:: QUESTIONS ::
(1) Au-delà de la mère, de l'enfant et de la société, quels acteurs le projet de loi vise-t-il aussi à impliquer, selon le texte sur le projet de loi ? Énumérez-les tous.
(2) Citez le passage du texte sur le projet de loi qui commence par les mots contenant « Enfin si les » et se termine par « d’agir en conscience. ».
(3) Prolongez le texte sur le projet de loi au-delà de sa dernière phrase.
━━━ TEXTE ━━━
Enfin si les considérations démographiques jouent un rôle important, les considérations éthiques et familiales sont aussi déterminantes dans ce projet de loi et il est nécessaire d’y associer toutes les personnes impliquées dans l’acte d’avorter. Au delà de la mère et de l’enfant et en plus du rôle de la société, le projet de loi vise aussi à impliquer d’autres acteurs tels que le père, la famille de la femme enceinte et le personnel médical. Le projet vise à la fois à soutenir et à responsabiliser les familles, et à donner la possibilité au personnel médical d’agir en conscience.
Le projet de loi est donc avant tout fondé sur « le constat de l’existence réelle de l’enfant conçu » (Grégor Puppinck) et de son droit à l’existence. Il prévoit une exception au droit à la vie de l’enfant dans les 14 premières semaines de la grossesse, si elle résulte d’un viol, et dans les 22 premières semaines s’il existe un danger pour la vie de la mère ou de l’enfant. Ce risque doit être attesté par un comité d’experts indépendant.
Enfin l’avortement est autorisé jusqu’au terme de la grossesse lorsqu’il existe une « incompatibilité avec la vie » non-diagnostiquée pendant les 22 premières semaines et attestée médicalement. Le délai de 22 semaines correspond au seuil de viabilité fixé par l’Organisation mondiale pour la santé. En outre, la publicité de l’avortement est interdite et la possibilité est donnée aux médecins et au personnel médical, d’avoir recours à l’objection de conscience lorsqu’ils ne souhaitent pas pratiquer cet acte. Les parents d’une femme mineure ont le droit d’être informés de la grossesse de leur enfant. La femme enceinte doit également être informée du fait qu’elle dispose d’un délai de réflexion.
━━━ DONNÉES BRUTES ━━━
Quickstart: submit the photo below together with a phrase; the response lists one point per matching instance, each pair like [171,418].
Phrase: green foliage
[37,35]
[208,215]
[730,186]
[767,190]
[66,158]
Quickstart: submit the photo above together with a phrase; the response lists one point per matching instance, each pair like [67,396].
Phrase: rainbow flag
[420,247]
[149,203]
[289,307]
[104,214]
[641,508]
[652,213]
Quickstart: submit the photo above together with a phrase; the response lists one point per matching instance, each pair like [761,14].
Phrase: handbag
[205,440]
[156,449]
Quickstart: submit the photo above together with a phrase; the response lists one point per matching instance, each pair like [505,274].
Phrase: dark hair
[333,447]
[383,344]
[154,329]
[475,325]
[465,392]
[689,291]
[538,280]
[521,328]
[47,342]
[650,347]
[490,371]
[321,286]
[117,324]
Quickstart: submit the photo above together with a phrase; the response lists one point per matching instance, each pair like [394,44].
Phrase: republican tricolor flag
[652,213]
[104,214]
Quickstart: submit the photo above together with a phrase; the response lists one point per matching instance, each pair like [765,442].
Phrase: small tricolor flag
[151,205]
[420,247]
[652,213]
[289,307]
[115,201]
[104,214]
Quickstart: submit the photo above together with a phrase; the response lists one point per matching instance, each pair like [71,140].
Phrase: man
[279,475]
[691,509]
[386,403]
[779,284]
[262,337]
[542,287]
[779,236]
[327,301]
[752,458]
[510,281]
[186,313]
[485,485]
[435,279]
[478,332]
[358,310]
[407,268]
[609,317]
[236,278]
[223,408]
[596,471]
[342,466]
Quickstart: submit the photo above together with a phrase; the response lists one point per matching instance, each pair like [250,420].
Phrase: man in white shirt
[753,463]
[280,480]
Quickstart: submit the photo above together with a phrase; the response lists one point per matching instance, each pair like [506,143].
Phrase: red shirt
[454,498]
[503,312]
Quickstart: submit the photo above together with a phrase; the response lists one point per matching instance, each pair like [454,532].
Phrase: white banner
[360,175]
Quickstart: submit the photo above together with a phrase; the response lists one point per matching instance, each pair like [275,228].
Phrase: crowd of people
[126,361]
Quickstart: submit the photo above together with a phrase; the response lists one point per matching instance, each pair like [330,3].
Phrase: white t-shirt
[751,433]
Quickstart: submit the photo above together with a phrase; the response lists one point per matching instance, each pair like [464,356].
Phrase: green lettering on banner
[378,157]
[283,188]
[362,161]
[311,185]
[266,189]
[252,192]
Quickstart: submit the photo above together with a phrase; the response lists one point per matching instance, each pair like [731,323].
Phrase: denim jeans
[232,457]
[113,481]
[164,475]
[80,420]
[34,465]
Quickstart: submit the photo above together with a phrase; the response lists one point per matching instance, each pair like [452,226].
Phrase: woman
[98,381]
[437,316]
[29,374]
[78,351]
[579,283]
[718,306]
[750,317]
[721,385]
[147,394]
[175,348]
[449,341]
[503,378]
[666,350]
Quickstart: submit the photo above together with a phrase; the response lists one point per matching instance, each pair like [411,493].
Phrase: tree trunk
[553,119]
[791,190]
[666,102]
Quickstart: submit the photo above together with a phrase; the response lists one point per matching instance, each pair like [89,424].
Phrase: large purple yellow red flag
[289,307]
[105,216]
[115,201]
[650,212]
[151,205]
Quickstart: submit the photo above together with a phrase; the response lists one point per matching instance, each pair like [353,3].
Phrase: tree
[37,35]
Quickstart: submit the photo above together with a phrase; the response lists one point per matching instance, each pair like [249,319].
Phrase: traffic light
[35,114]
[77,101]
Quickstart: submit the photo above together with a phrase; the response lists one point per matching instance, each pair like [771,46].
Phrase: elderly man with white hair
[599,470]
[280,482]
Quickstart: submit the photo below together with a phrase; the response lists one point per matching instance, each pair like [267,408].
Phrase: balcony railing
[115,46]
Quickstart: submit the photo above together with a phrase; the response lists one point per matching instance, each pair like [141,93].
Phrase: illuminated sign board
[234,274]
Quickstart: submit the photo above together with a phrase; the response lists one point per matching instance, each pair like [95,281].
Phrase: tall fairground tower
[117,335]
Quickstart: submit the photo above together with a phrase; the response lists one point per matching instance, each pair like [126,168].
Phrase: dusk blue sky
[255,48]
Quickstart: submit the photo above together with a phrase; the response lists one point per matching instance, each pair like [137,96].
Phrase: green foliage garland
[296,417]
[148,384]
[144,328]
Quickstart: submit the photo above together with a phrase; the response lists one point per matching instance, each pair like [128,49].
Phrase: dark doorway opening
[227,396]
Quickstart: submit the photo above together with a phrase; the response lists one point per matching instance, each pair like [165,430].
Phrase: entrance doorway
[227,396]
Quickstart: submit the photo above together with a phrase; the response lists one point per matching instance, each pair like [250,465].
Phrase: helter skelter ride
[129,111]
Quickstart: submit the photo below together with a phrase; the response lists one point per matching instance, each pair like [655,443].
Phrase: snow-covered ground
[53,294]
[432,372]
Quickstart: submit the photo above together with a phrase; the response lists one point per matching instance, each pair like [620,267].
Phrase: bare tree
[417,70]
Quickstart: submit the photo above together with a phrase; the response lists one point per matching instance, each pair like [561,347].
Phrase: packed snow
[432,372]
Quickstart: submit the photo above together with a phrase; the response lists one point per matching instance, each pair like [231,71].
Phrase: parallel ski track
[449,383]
━━━
:: RÉSULTATS DE L'EXERCICE ::
(1)
- le père
- la famille de la femme enceinte
- le personnel médical

(2)
Enfin si les considérations démographiques jouent un rôle important, les considérations éthiques et familiales sont aussi déterminantes dans ce projet de loi et il est nécessaire d’y associer toutes les personnes impliquées dans l’acte d’avorter. Au delà de la mère et de l’enfant et en plus du rôle de la société, le projet de loi vise aussi à impliquer d’autres acteurs tels que le père, la famille de la femme enceinte et le personnel médical. Le projet vise à la fois à soutenir et à responsabiliser les familles, et à donner la possibilité au personnel médical d’agir en conscience.

(3)
Une tendance progressiste
Les membres de la conférence ont rappelé qu’en dépit du développement dans de nombreux pays de « l’avortement systématique » et de la généralisation de la perception de l’avortement comme un droit, ce projet de loi n’est pas singulier. Il reflète aussi une tendance parallèle, en particulier aux États-Unis, vers la plus grande protection de l’enfant à naître. Ainsi le secrétaire d’État hongrois Bence Rétvari, a rappelé que dans son pays, les droits à la vie et à la protection de la famille sont des droits constitutionnels. Aux États-Unis, de nombreux États ont réduit le délai légal pour l’avortement. On estime que la population y juge à 49% que c’est un acte immoral. Le projet de loi espagnol se veut pionnier en la matière.
Le projet de loi devrait être examiné par le Parlement dans les mois à venir pour une adoption avant Noël 2014.
Au terme de la conférence les intervenants et divers représentants ont adopté la déclaration de Madrid s’engageant pour la défense de la vie et du droit de l’enfant. Celle-ci pose la fécondation comme “Big Bang” de la vie ; elle conclut que « rien n’est plus progressiste que la défense de la vie humaine ».